WHAT IS NEEDED:
Of the lines below, reproduce exactly those from the line containing "Please segment every instance of the woman's" to the end, including both the first and the last.

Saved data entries
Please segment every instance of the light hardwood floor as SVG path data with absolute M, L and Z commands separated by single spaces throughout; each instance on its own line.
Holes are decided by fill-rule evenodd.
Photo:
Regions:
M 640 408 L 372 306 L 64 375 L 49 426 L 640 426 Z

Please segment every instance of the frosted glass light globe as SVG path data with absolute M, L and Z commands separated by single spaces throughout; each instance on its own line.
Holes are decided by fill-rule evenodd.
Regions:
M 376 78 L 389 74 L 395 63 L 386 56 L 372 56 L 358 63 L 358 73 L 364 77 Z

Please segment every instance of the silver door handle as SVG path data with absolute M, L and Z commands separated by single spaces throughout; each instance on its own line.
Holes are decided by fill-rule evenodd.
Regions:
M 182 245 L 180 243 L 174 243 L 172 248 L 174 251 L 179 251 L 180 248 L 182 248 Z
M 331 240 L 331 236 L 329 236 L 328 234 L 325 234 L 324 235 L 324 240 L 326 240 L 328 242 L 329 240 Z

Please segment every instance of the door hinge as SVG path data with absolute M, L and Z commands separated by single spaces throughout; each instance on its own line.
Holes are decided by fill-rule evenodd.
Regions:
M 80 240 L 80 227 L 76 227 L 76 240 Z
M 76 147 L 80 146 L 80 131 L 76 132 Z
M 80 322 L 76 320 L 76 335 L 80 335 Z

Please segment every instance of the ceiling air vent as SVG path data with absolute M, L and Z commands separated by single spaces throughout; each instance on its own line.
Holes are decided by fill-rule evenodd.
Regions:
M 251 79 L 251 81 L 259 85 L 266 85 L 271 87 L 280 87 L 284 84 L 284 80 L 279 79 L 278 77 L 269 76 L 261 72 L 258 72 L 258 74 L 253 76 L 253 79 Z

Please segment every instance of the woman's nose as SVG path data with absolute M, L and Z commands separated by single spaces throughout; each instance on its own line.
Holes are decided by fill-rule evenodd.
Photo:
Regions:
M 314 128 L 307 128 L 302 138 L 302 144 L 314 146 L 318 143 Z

REPLY:
Please segment every instance of the woman's nose as SVG path data with absolute M, L and Z commands separated by single spaces throughout; each instance on its own line.
Holes are decided by fill-rule evenodd.
Photo:
Regions:
M 314 128 L 307 128 L 302 138 L 302 144 L 314 146 L 318 143 Z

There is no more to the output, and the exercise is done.